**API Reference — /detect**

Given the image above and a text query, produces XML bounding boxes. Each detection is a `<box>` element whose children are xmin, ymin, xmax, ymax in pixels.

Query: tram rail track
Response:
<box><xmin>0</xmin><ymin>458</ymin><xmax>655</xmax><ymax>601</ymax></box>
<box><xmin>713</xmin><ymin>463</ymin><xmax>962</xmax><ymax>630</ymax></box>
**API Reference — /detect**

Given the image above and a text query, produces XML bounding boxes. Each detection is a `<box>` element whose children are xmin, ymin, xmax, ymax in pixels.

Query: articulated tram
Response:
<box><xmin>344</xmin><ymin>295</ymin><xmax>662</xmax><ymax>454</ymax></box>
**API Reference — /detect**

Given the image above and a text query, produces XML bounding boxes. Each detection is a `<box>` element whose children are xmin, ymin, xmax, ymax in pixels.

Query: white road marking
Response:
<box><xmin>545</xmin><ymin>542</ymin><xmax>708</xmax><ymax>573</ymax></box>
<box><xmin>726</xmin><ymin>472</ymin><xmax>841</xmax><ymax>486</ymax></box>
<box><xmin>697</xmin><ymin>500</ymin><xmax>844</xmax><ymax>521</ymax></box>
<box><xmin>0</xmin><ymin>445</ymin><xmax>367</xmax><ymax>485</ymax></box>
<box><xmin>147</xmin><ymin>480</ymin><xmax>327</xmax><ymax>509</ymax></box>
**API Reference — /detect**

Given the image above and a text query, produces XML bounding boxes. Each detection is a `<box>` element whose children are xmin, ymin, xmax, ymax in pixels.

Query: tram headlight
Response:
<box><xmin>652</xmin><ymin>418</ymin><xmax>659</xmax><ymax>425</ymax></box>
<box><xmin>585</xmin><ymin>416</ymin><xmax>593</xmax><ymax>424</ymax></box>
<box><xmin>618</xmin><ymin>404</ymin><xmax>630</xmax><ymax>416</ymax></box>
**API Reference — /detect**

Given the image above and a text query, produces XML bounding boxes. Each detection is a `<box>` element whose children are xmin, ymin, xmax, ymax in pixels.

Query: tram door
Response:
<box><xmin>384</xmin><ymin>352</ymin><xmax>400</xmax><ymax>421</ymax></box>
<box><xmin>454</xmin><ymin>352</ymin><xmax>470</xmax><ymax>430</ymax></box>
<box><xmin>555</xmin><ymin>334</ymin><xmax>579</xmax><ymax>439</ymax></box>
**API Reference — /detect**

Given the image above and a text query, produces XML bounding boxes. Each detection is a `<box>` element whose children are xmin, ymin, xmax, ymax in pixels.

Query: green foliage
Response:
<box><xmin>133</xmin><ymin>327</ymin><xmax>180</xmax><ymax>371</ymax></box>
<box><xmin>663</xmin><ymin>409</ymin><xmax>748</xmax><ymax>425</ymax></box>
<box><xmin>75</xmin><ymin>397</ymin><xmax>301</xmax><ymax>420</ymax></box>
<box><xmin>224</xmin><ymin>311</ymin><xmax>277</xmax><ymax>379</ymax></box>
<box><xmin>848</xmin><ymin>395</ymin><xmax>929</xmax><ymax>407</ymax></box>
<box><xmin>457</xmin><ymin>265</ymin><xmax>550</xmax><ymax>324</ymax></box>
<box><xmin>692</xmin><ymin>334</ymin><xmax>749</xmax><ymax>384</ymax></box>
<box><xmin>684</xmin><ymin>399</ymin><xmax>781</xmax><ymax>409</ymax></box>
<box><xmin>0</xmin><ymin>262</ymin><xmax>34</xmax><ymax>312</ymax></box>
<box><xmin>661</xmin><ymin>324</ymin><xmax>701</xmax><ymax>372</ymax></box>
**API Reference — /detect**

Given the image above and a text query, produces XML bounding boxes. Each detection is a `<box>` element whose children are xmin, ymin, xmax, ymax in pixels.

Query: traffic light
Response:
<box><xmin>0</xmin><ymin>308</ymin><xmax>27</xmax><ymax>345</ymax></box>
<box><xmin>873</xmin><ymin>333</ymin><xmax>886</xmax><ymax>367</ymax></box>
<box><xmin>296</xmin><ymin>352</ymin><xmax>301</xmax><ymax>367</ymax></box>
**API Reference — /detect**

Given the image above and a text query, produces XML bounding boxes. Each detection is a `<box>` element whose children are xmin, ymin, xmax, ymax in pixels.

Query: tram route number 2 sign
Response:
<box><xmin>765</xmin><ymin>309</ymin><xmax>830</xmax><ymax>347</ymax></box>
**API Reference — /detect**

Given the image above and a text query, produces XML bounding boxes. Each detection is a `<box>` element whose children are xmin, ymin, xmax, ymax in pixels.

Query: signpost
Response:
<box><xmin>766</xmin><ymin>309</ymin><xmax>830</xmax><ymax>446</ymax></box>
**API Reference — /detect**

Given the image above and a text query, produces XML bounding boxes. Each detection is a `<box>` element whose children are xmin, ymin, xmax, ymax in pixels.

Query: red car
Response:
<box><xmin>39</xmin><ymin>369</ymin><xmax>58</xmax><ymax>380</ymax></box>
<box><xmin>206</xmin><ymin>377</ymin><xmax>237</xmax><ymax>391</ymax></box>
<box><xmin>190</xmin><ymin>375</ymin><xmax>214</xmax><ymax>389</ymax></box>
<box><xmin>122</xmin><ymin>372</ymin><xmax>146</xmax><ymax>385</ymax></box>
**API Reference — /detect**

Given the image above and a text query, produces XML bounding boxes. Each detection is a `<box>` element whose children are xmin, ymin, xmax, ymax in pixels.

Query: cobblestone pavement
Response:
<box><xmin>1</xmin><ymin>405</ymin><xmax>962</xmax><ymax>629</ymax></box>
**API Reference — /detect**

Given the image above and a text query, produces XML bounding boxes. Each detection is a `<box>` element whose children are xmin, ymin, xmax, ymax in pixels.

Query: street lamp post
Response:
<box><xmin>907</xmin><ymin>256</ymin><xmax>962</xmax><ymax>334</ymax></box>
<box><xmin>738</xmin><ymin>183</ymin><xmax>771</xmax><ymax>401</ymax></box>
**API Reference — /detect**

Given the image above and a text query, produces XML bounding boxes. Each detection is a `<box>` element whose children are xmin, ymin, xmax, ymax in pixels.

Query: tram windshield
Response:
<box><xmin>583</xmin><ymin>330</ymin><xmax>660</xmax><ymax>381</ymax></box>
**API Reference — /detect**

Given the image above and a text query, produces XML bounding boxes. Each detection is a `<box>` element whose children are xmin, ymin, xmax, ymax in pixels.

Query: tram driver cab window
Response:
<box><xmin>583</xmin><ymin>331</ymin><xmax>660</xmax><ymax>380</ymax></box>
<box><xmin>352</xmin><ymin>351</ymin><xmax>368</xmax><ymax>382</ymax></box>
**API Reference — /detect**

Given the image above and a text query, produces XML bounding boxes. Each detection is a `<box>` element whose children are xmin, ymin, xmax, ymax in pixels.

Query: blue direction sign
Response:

········

The listing above is to be written out again word for word.

Completed task:
**API Reference — /detect**

Given the image above and a text query, produces XML bounding boxes. Each detection is a `<box>` element whose children are xmin, ymin, xmax, ymax in pixels.

Query: tram rail track
Response:
<box><xmin>0</xmin><ymin>458</ymin><xmax>655</xmax><ymax>601</ymax></box>
<box><xmin>713</xmin><ymin>463</ymin><xmax>962</xmax><ymax>630</ymax></box>
**API Reference — /detect**

Given the image above and a text query, produces XML bounding boxes. Each detection is a `<box>` element whose children are xmin, ymin, xmax, ymax in pixels.

Query: articulated tram
Response:
<box><xmin>344</xmin><ymin>295</ymin><xmax>662</xmax><ymax>454</ymax></box>
**API Reference — /detect**

Given the image above and a text query, produces XML bounding boxes. Each detection is a `<box>` element whose children are xmin, ymin, xmax, ymax in pixels.

Query: white road marking
Response:
<box><xmin>545</xmin><ymin>542</ymin><xmax>708</xmax><ymax>573</ymax></box>
<box><xmin>726</xmin><ymin>472</ymin><xmax>841</xmax><ymax>486</ymax></box>
<box><xmin>697</xmin><ymin>500</ymin><xmax>844</xmax><ymax>521</ymax></box>
<box><xmin>0</xmin><ymin>445</ymin><xmax>367</xmax><ymax>485</ymax></box>
<box><xmin>147</xmin><ymin>480</ymin><xmax>327</xmax><ymax>509</ymax></box>
**API Reference — /detect**

Given the image above and a text query, produces XML bounding boxes. Each detection is a `<box>` element whose children are xmin, ymin, xmax, ymax in pixels.

Query: tram headlight
Response:
<box><xmin>652</xmin><ymin>418</ymin><xmax>659</xmax><ymax>425</ymax></box>
<box><xmin>585</xmin><ymin>416</ymin><xmax>593</xmax><ymax>424</ymax></box>
<box><xmin>618</xmin><ymin>404</ymin><xmax>630</xmax><ymax>416</ymax></box>
**API Reference — /detect**

Given the image above and a text query, produces XML bounding boxes. Each detection is a `<box>` element whose children are xmin, ymin, xmax, ymax in pixels.

Query: tram door
Response:
<box><xmin>384</xmin><ymin>352</ymin><xmax>400</xmax><ymax>421</ymax></box>
<box><xmin>454</xmin><ymin>352</ymin><xmax>470</xmax><ymax>430</ymax></box>
<box><xmin>555</xmin><ymin>334</ymin><xmax>579</xmax><ymax>439</ymax></box>
**API Reference — /detect**

Given the image above and a text query, produces XML bounding boxes. Each detection is a `<box>` element whose children are xmin, ymin, xmax, ymax in pixels.

Query: green foliage
Response:
<box><xmin>133</xmin><ymin>327</ymin><xmax>180</xmax><ymax>371</ymax></box>
<box><xmin>663</xmin><ymin>409</ymin><xmax>748</xmax><ymax>425</ymax></box>
<box><xmin>75</xmin><ymin>397</ymin><xmax>301</xmax><ymax>420</ymax></box>
<box><xmin>224</xmin><ymin>311</ymin><xmax>277</xmax><ymax>379</ymax></box>
<box><xmin>848</xmin><ymin>395</ymin><xmax>929</xmax><ymax>407</ymax></box>
<box><xmin>457</xmin><ymin>265</ymin><xmax>550</xmax><ymax>324</ymax></box>
<box><xmin>692</xmin><ymin>334</ymin><xmax>749</xmax><ymax>384</ymax></box>
<box><xmin>684</xmin><ymin>399</ymin><xmax>781</xmax><ymax>409</ymax></box>
<box><xmin>0</xmin><ymin>262</ymin><xmax>34</xmax><ymax>312</ymax></box>
<box><xmin>661</xmin><ymin>324</ymin><xmax>701</xmax><ymax>372</ymax></box>
**API Reference — /detect**

Given the image above and a text query, produces XML bounding boxes. Each detection is a `<box>` element whose children are xmin, ymin, xmax, ymax in pixels.

Query: traffic light
Response:
<box><xmin>0</xmin><ymin>308</ymin><xmax>27</xmax><ymax>345</ymax></box>
<box><xmin>873</xmin><ymin>333</ymin><xmax>886</xmax><ymax>367</ymax></box>
<box><xmin>296</xmin><ymin>352</ymin><xmax>301</xmax><ymax>367</ymax></box>
**API Reference — /detect**

Given the image above and a text query, produces XML bounding boxes. Each detection is a `<box>` element whose children are xmin, ymin, xmax, ymax in pixels.

Query: tram route number 2 sign
Response:
<box><xmin>765</xmin><ymin>309</ymin><xmax>830</xmax><ymax>347</ymax></box>
**API Reference — /detect**

Given the image above and a text query, produces XML bounding boxes. Each detection is a `<box>` element whose children are xmin, ymin, xmax, ymax in pixels.

Query: signpost
Response:
<box><xmin>766</xmin><ymin>309</ymin><xmax>830</xmax><ymax>446</ymax></box>
**API Reference — /detect**

Given the image above and a text query, produces XML bounding boxes. Each detection is a `<box>` element whose children are xmin, ymin, xmax, ymax in pixels.

Query: red car
Response:
<box><xmin>39</xmin><ymin>369</ymin><xmax>58</xmax><ymax>380</ymax></box>
<box><xmin>206</xmin><ymin>377</ymin><xmax>237</xmax><ymax>391</ymax></box>
<box><xmin>190</xmin><ymin>375</ymin><xmax>214</xmax><ymax>389</ymax></box>
<box><xmin>122</xmin><ymin>372</ymin><xmax>146</xmax><ymax>385</ymax></box>
**API Reference — /detect**

Given the image above and a text query, produces XML bounding boxes. Each detection is a `<box>` element whose children are xmin, ymin, xmax, ymax in pixels.

Query: cobblestone pavement
Response:
<box><xmin>1</xmin><ymin>405</ymin><xmax>962</xmax><ymax>629</ymax></box>
**API Reference — /detect**

Given the image above and a text query, produces XML bounding boxes. Each detection is a `<box>` element whose children are xmin, ymin, xmax, ymax in pixels.

Query: street lamp post
Response:
<box><xmin>907</xmin><ymin>256</ymin><xmax>962</xmax><ymax>334</ymax></box>
<box><xmin>738</xmin><ymin>183</ymin><xmax>771</xmax><ymax>401</ymax></box>
**API Reference — /detect**

Given the image above and a text query, produces XML bounding boxes. Each detection is a `<box>` element whose children are xmin, ymin, xmax, ymax in pixels.

Query: tram windshield
Response:
<box><xmin>583</xmin><ymin>330</ymin><xmax>660</xmax><ymax>381</ymax></box>
**API Reference — /detect**

Given the image above and a text query, produces XML bounding boxes. Each detection is a `<box>` element whose children are xmin, ymin, xmax, ymax in pixels.

Query: tram driver cab window
Response:
<box><xmin>583</xmin><ymin>331</ymin><xmax>660</xmax><ymax>380</ymax></box>
<box><xmin>352</xmin><ymin>351</ymin><xmax>368</xmax><ymax>382</ymax></box>
**API Reference — /detect**

Given the image above and a text query, produces XML bounding boxes. Each detection is a `<box>` element whose children are xmin, ymin, xmax, ymax in pixels.

Query: blue direction sign
Response:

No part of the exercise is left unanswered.